_PAGE EXCERPT:_
————
# Fiber N' Cotton - Sir Vape



## Sir Vape (10/10/18)

Fresh from its debut at The Paris Vape Expo comes the new Fiber N’ Cotton from the creators of the popular Fiber Freaks.

Info:

You used to like Fiber Freaks?!

You will love Fiber n’ Cotton!

Created by Mahood Gufu, former creator of Fiber Freaks (closed in 2017) in partnership with Phileas Cloud, Fiber n’Cotton will offer you the most advanced wicking material available! A finely tuned blend of purified cotton and food grade cellulose fibers, both chosen for their unique attributes.

10g Pack


Get yours here:
https://www.sirvape.co.za/collections/new/products/new-fiber-n-cotton

Reactions: Like 4


----------



## Silver (10/10/18)

Interesting reading the comments on the packaging above about flavour

Cotton - for bringing the roundness and
Cellulose - enhances the higher notes

I have observed both of the above with cotton and Rayon (cellulose). 

So this product certainly sounds very interesting, combining the two

Reactions: Agree 2


----------



## zadiac (22/10/18)

How is it packaged? One long piece? Short pieces and how many pieces per package? @Sir Vape


----------



## Sir Vape (22/10/18)

zadiac said:


> How is it packaged? One long piece? Short pieces and how many pieces per package? @Sir Vape



Hey bud. Same weight and qty as Cotton Bacon. Comes in strips.

Reactions: Like 1


----------



## zadiac (22/10/18)

Sir Vape said:


> Hey bud. Same weight and qty as Cotton Bacon. Comes in strips.



Awesome thanks. Will give it a try soon.

Reactions: Like 1


----------
————
_DATASET EXCERPT:_
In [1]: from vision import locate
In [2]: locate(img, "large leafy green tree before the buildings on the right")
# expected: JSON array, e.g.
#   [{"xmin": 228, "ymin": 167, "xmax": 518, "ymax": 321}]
————
_ASSIGNMENT:_ Copy the passage of the Fiber N' Cotton forum thread from "## Silver (10/10/18)" to "and Rayon (cellulose)." word for word.

_ANSWER TO THIS EXERCISE:_
## Silver (10/10/18)

Interesting reading the comments on the packaging above about flavour

Cotton - for bringing the roundness and
Cellulose - enhances the higher notes

I have observed both of the above with cotton and Rayon (cellulose).